■ Text passage:
## start

Needless to say, people treated me way better than they did when I wasn’t “good-looking”. (Which is super weird because we were only 12 years old and we shouldn’t have been hell bent on being pretty).

I had a very pretty friend in O’Level. We will call her Linda. She was truly a sight for sore eyes. She was tall, had a very pretty face and your envied hourglass body. Linda was also soft-spoken and very smart. Every guy in school had a thing for her to the point that all of us, her friends, were occasionally duffed. I hope you’ve all watched the movie called “The Duff”. The duff basically stands for the designated ugly fat friend. That means that you’re usually the less attractive friend in your friend group. Boys interested in your friend will come to you seeking advice on how to “get with” your friend. (I know, it’s a pretty gross statement).

My friends and I were rotationally duffed at least once a week by the boys who wanted to date Linda. It was as though we were taking turns on a shift. Boys would offer me chocolates or pretend to be interested in the novel I happened to be reading at the time in order to butter me up and ask me for advice on how to ask Linda out. It was irritating but we eventually got used to it.

## end

■ What you will do:
Return, word for word, the stretch of the passage about Linda from "My friends and" through "used to it.". The records come from a separate source.

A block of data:
## start

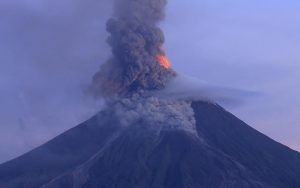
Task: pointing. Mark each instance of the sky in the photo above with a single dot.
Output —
(49, 50)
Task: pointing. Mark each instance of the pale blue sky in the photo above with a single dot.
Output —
(49, 50)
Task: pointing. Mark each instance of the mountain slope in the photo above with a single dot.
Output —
(225, 153)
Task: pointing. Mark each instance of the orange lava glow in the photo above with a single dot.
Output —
(163, 61)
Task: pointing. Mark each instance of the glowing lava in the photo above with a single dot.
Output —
(163, 61)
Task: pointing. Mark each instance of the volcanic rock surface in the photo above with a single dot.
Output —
(103, 153)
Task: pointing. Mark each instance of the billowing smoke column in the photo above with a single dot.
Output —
(138, 67)
(138, 61)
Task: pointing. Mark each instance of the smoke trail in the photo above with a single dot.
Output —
(136, 40)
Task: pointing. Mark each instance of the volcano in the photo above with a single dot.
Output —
(223, 152)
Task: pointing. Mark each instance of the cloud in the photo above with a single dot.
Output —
(192, 88)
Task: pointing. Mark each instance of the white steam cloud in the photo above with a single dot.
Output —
(192, 88)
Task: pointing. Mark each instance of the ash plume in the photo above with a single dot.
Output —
(136, 40)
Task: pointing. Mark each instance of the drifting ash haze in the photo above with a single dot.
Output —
(139, 66)
(138, 69)
(142, 139)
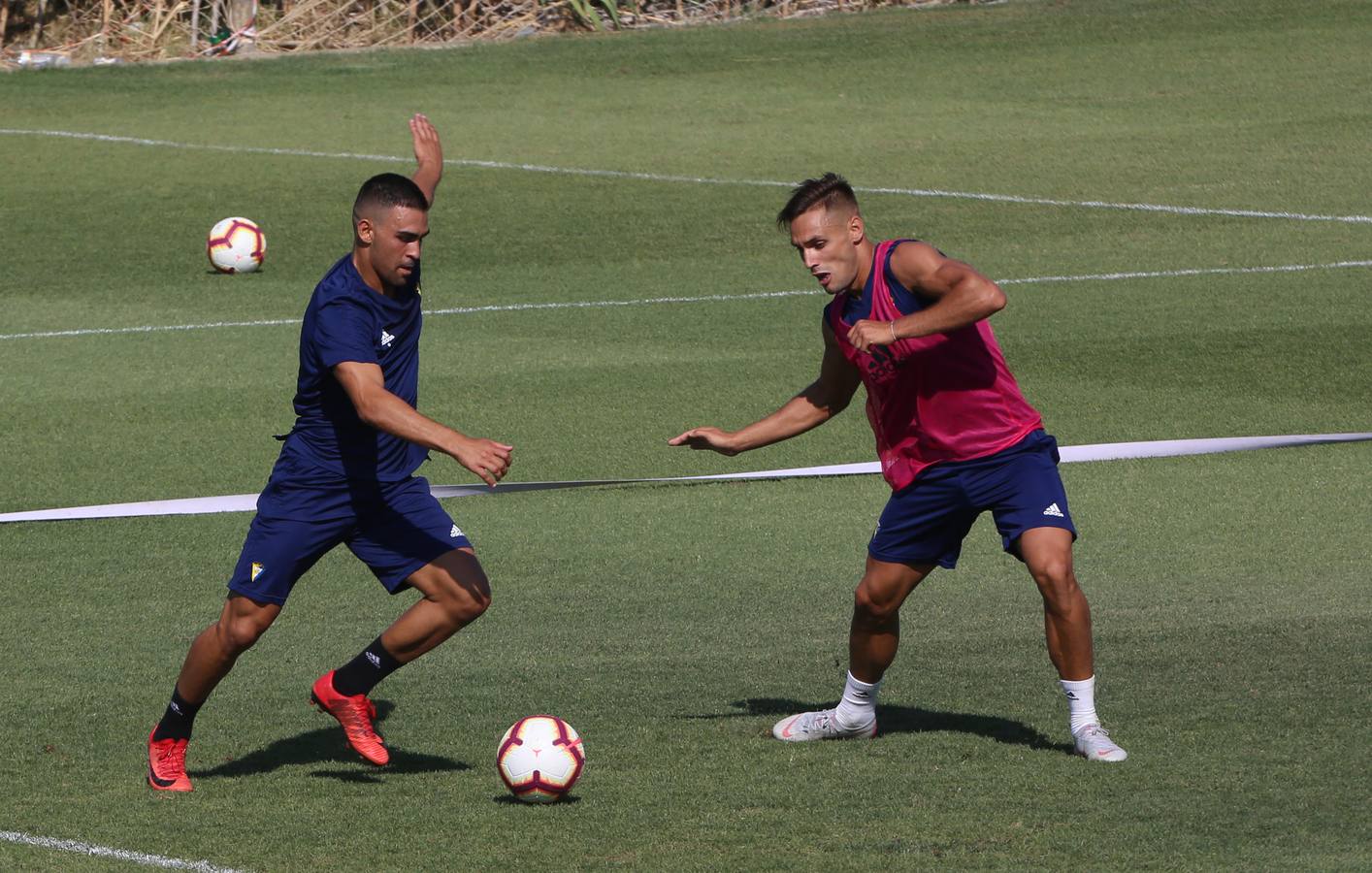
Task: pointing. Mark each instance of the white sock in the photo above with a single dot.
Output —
(859, 704)
(1081, 701)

## end

■ Reply:
My friends and I were rotationally duffed at least once a week by the boys who wanted to date Linda. It was as though we were taking turns on a shift. Boys would offer me chocolates or pretend to be interested in the novel I happened to be reading at the time in order to butter me up and ask me for advice on how to ask Linda out. It was irritating but we eventually got used to it.